[BEGIN Article]
# BBA in Low-Tech Tank?



## Xox-Zip-xoX (Oct 16, 2013)

Hi everyone,
I have been dealing with BBA in a very sparsely planted low-tech tank for quite a while now and am wondering what I can do to get rid of it. I have tried spot treating and bleach dips but the algae always grows back so I thought I would try posting here to see if anybody has any ideas on what could be causing the algae and any suggestions on how to combat it?

The tanks specs are as follows

*Tank:* 35g (36" Long x 12.5" Wide x 19" Tall)
*Lighting:* 1x 67k CFL in a 8.5" dome reflector, 1x 12" strip light
*Substrate:*Pool Filter Sand
*CO2:* None
*Dosing:* None (I do have excel, flourish and root tabs on hand thought)
*Plants:* A few smalls swords, Crypts, Hygro and Java Fern.

Any ideas what could be causing the outbreak? My guess would be the lighting because it all grows on the side with the CFL, but I've been told that my light is too low for that to be the case. If it is the lighting, how do I get rid of the algae without lowering the lighting?


----------



## NeonFlux (Apr 10, 2008)

Do you have decent good water circulation in the tank? Try getting a mini water pump and attach it to sides of the tanks pointing down to help the water in tank moving, transporting nutrients to plants. When there's a dead spot around some plants, they tend to get BBA, in my experience. How long do you leave the lights on? And I recommend you dose a little bit of NPK+Trace ferts once every week just to make sure certain nutrients aren't missing.. sometimes fish excrement just isn't enough.
[END Article]
[BEGIN Information supplied]
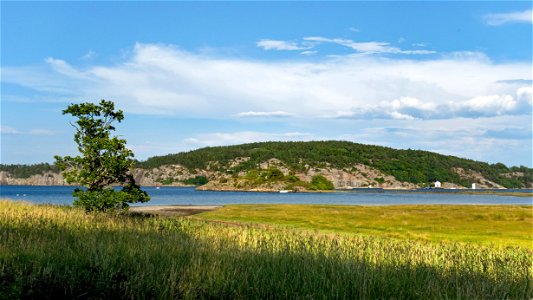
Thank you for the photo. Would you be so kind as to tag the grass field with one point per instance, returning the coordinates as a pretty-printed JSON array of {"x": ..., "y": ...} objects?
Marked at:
[END Information supplied]
**Exercise directions**
Print the passage of the algae thread that opens with the words containing "# BBA in Low-Tech" and closes with "to combat it?". Work only from the algae thread, not from the material.

**Solution to this task**
# BBA in Low-Tech Tank?



## Xox-Zip-xoX (Oct 16, 2013)

Hi everyone,
I have been dealing with BBA in a very sparsely planted low-tech tank for quite a while now and am wondering what I can do to get rid of it. I have tried spot treating and bleach dips but the algae always grows back so I thought I would try posting here to see if anybody has any ideas on what could be causing the algae and any suggestions on how to combat it?